Task details —
I'd like every line in the following listing that holds "blonde" copied.

Segment Start: Data supplied

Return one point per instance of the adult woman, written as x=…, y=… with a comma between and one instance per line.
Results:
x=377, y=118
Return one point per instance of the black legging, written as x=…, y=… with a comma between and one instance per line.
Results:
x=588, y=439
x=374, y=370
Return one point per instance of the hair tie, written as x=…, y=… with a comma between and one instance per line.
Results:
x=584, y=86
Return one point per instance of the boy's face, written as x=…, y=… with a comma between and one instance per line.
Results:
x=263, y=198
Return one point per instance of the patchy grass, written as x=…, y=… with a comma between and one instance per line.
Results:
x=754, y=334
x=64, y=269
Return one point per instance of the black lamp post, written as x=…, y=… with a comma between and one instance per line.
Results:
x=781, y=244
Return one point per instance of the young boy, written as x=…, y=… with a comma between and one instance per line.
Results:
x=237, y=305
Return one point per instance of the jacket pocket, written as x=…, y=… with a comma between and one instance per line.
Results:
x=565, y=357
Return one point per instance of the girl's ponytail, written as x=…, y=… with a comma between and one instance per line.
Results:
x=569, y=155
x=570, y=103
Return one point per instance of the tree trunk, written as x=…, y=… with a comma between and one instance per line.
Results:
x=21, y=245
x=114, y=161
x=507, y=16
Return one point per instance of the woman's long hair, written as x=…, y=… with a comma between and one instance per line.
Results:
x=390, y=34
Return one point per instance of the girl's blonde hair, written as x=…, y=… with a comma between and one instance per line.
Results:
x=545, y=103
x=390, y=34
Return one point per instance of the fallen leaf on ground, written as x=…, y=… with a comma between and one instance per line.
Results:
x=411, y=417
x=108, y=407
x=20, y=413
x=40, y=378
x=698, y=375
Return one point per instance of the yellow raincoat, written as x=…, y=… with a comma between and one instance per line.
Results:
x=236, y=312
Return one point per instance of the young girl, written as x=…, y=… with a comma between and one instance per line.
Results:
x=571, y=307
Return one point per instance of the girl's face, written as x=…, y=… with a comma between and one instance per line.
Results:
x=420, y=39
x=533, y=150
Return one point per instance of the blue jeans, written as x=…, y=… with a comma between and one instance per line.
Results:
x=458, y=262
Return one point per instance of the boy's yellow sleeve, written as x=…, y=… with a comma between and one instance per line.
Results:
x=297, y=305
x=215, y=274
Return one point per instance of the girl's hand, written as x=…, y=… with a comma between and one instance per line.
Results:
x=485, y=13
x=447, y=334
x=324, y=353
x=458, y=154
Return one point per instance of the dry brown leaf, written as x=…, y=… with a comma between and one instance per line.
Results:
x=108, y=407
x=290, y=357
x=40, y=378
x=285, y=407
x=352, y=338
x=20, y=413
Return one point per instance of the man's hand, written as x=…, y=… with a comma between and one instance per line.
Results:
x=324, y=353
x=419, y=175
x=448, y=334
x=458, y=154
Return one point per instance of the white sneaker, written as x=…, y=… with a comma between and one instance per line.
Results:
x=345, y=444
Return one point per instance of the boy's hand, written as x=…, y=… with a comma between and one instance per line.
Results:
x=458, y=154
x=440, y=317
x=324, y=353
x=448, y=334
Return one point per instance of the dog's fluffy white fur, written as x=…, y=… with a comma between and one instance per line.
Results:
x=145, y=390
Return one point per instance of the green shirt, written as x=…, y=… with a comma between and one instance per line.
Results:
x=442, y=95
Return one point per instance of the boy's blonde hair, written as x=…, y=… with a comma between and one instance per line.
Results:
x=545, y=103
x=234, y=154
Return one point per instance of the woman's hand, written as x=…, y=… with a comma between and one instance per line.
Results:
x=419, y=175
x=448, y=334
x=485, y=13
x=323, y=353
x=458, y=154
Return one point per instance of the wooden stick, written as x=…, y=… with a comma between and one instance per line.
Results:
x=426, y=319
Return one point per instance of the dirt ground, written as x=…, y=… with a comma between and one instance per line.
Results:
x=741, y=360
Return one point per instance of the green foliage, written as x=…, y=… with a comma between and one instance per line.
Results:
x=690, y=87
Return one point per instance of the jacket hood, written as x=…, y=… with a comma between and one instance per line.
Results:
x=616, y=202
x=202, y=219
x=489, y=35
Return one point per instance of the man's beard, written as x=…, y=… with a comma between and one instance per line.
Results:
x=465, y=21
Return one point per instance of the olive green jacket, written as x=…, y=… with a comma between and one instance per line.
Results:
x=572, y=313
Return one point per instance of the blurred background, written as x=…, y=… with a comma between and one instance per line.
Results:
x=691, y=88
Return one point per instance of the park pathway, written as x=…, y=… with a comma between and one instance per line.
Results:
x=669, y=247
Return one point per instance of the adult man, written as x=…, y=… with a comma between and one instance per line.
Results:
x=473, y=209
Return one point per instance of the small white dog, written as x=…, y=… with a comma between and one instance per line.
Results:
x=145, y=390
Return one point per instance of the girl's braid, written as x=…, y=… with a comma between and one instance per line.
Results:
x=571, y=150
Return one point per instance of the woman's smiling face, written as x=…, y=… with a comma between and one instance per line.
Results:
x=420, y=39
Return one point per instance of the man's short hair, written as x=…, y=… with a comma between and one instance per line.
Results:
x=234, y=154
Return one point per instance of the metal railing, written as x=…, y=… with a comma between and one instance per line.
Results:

Segment End: Data supplied

Solution —
Return one point per instance of the girl's blonde hair, written as x=…, y=… with a comma between and one instance per line.
Return one point per instance of the boy's blonde hair, written as x=…, y=… with a comma between and one instance per line.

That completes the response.